Extract to read |
________________________

Writer: Jonathan Hickman / Artist: Leinil Francis Yu / Marvel

Jonathan Hickman has too much power. The fact that Marvel just lets this man get away with doing whatever he wants, reshaping universes as he sees fits, is wildly irresponsible. How do you spend a whole ass mini-series bigging up the X-Men and creating this utopia for them, only to tear it down within the first few issues of the main book? On the other hand, when you’re just that insanely talented at doing it, then I guess you’re given whatever free reign you please.

If you’ve been reading any of the X-books, or even just these last two issues of X-Men, you’ll know that the mutants have had some complications in paradise. The Summers & Sons & Daughters Co.’s adventure with Krokoa “colliding” with another island seems like only the start of their troubles. We’re only in issue #3 and the GATES HAVE ALREADY BEEN COMPROMISED. You can add that to the list of misfortunes that have occurred since Dawn of X started, including Xavier’s assassination. Excuse me while I play Micheal Jackson’s You Can’t Win from The Wiz in the background.

If there is one thing that Hickman is really good at, aside from creating stories on a grand scale, it’s developing original characters and antagonists. Check his run on Avengers and New Avengers and you’ll see just what I’m talking about. Enter the Hordeculture, a group that has not only managed to hack a Krokaon gateway and make their way to the Savage Land but also neutralize most of the mutants there and making good with stacks of mutant flowers. You know the ones that make the mutants drugs that are now the crux of the X-Men’s economy and technology.

________________________

Stored dataset items:
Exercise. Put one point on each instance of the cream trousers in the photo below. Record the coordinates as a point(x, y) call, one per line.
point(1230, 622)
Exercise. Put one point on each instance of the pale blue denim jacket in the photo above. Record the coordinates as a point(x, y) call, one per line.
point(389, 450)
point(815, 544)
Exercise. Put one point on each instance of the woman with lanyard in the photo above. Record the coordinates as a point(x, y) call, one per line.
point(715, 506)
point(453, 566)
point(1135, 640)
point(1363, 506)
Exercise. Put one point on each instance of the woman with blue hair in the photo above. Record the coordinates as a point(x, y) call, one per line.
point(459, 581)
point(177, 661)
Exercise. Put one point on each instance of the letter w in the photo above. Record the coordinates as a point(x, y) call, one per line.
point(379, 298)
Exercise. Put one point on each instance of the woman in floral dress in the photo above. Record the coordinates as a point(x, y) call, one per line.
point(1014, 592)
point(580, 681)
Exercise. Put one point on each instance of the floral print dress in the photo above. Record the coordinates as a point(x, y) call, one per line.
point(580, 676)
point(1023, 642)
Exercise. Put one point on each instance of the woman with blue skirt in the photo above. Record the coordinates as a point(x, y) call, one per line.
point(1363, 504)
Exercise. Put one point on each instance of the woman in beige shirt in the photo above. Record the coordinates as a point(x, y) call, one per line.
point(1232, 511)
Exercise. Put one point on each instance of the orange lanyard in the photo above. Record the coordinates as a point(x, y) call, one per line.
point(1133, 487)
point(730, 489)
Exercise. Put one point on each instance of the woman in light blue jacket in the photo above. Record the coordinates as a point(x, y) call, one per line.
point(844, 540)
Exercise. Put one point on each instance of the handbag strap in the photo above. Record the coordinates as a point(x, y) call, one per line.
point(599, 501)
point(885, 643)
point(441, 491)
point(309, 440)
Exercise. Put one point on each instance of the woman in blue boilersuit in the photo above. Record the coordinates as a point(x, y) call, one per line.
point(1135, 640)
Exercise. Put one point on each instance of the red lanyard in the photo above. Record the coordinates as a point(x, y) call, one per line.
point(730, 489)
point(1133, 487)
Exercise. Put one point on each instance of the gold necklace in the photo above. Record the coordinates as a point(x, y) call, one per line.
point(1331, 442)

________________________

Jobs |
A: For each statement, say yes or no depending on whether it agrees with the X-Men review, and quote the words of the review that decide it: (i) Xavier's assassination is counted among the misfortunes since Dawn of X started. (ii) The review covers issue #5. (iii) The reviewer praises Hickman only for stories on a grand scale and not for his characters.
B: Set down, word for word, the part of the X-Men review between "If you’ve been" and "in the background.", inclusive.

In response |
A:
(i) Yes: "including Xavier’s assassination"
(ii) No: "We’re only in issue #3"
(iii) No: "aside from creating stories on a grand scale, it’s developing original characters and antagonists"

B:
If you’ve been reading any of the X-books, or even just these last two issues of X-Men, you’ll know that the mutants have had some complications in paradise. The Summers & Sons & Daughters Co.’s adventure with Krokoa “colliding” with another island seems like only the start of their troubles. We’re only in issue #3 and the GATES HAVE ALREADY BEEN COMPROMISED. You can add that to the list of misfortunes that have occurred since Dawn of X started, including Xavier’s assassination. Excuse me while I play Micheal Jackson’s You Can’t Win from The Wiz in the background.